Prompt A –
Tally the lines in the records that contain the string "Target". Give only the number.

Source passage –
Asus HD 4870 – An Evolutionary Design

Overall Score

The HD4870 Lineage

The road to the HD4870 and to this Asus designed card has indeed been a long and eventful road for ATi and their parent company AMD. From the dismal disappointment and failure that was the hot running, underperforming HD2900 series, the comeback, although slightly mediocre release that we know as the HD3800 class, and now producing a card worthy of bearing Ruby and the ATi name, we arrive back at the R700 HD4800 series, and in particular the EAH4870. It’s not so much a revolution as a long evolution in design, a continued refinement that has seen steady improvement over the two years of the move from the venerated X1900 cards. It would be easy to say that AMD fixed the HD2900 to the HD4800 by simply reducing the process size, but it’s a bit more than that. To find out, we need to actually take a look at the granddaddy of the series, the card that was a failure at release, but had much potential to be improved, the HD2900.

The HD2900 and R600 – The Originator

To know where we are, we need to know where we came from, and the same is very true when looking at computer architectures, since most aren’t as much revolutionary designs as they are incremental evolutions from the previous version. The same rings true of ATi’s HD4870.

The R600 (Pele) is a bit of a special animal in the GPU world. It’s actually a second generation GPU, since it is in reality the second AMD/ATi to be built on a unified shader architecture, the first being the “Xenos” (C1)GPU that is found in the Xbox 360. Where previous architectures utilized separate processors to process each different graphics function, a unified architecture leverages many flexible processors (better known as stream processors, more on that later) which can be scheduled to process a variety of shader types, significantly increasing GPU throughput in theory.
What exactly is a stream processor? Stream processing allows some applications to more easily exploit a limited form of parallel processing. Stream processing simplifies parallel software and hardware by restricting the parallel computation that can be performed. Given a set of data or stream, a series of operations (kernel functions) are applied to each element in the stream, usually done as uniform streaming, where one operation is applied to all elements in the stream. The operations are usually pipelined, and the local on-chip memory is reused to minimize external memory bandwidth. Since these processes expose data dependencies, compiler tools are need to optimize on-chip management tasks. Stream processing hardware can use a technique score boarding, for example, to launch DMAs (Direct memory access) at runtime, when the dependencies become known. The elimination of manual DMA management can reduce software complexity, and the elimination of hardware caches reduces the amount of die area not dedicated to computational units such as ALUs.
The new unified shader functionality was based upon a Very Long Instruction Word (VLIW) architecture in which the core executes operations in parallel. The R600 used 64 superscalar (an architecture implementing a form of parallelism called Instruction-level parallelism within a single processor, thereby allowing faster CPU throughput than would otherwise be impossible at the same clock rate.) unified shader clusters, each consisting of 5 stream processing units for a total of 320 stream processing units. The RV610 and RV630 variants had some of the shaders removed, containing a total of 40 (5×8) and 120 (5×24) stream processors each. Each of the first 4 stream processing units were able to retire a finished single precision floating point MAD (or ADD or MUL) instruction per clock, dot product (dp), and integer ADD. The fifth unit was more complex and could additionally handle special transcendental functions such as sine and cosine. Each of the 64 shader clusters were able to execute 6 instructions per clock cycle (peak), consisting of 5 shading instructions plus 1 branch.

Prompt B –
List every GPU chip identified by a letter-and-number code in the review of the Asus HD 4870, along with any nickname the review gives for that chip.

Stored data –
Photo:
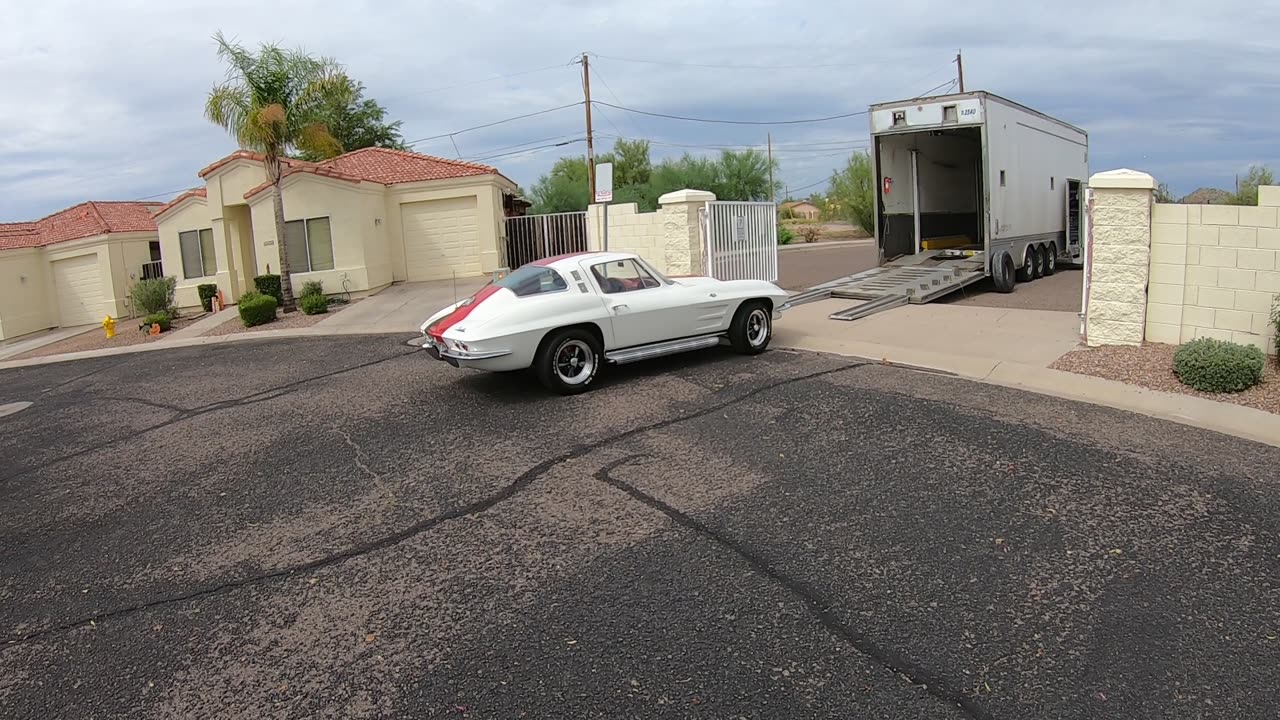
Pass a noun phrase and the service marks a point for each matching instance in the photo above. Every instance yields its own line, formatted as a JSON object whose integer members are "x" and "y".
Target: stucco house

--

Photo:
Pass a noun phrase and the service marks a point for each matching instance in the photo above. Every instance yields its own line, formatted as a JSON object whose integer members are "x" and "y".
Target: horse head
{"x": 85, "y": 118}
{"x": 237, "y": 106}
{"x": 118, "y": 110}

Full answer A –
2

Full answer B –
R700
R600 (Pele)
C1 ("Xenos")
RV610
RV630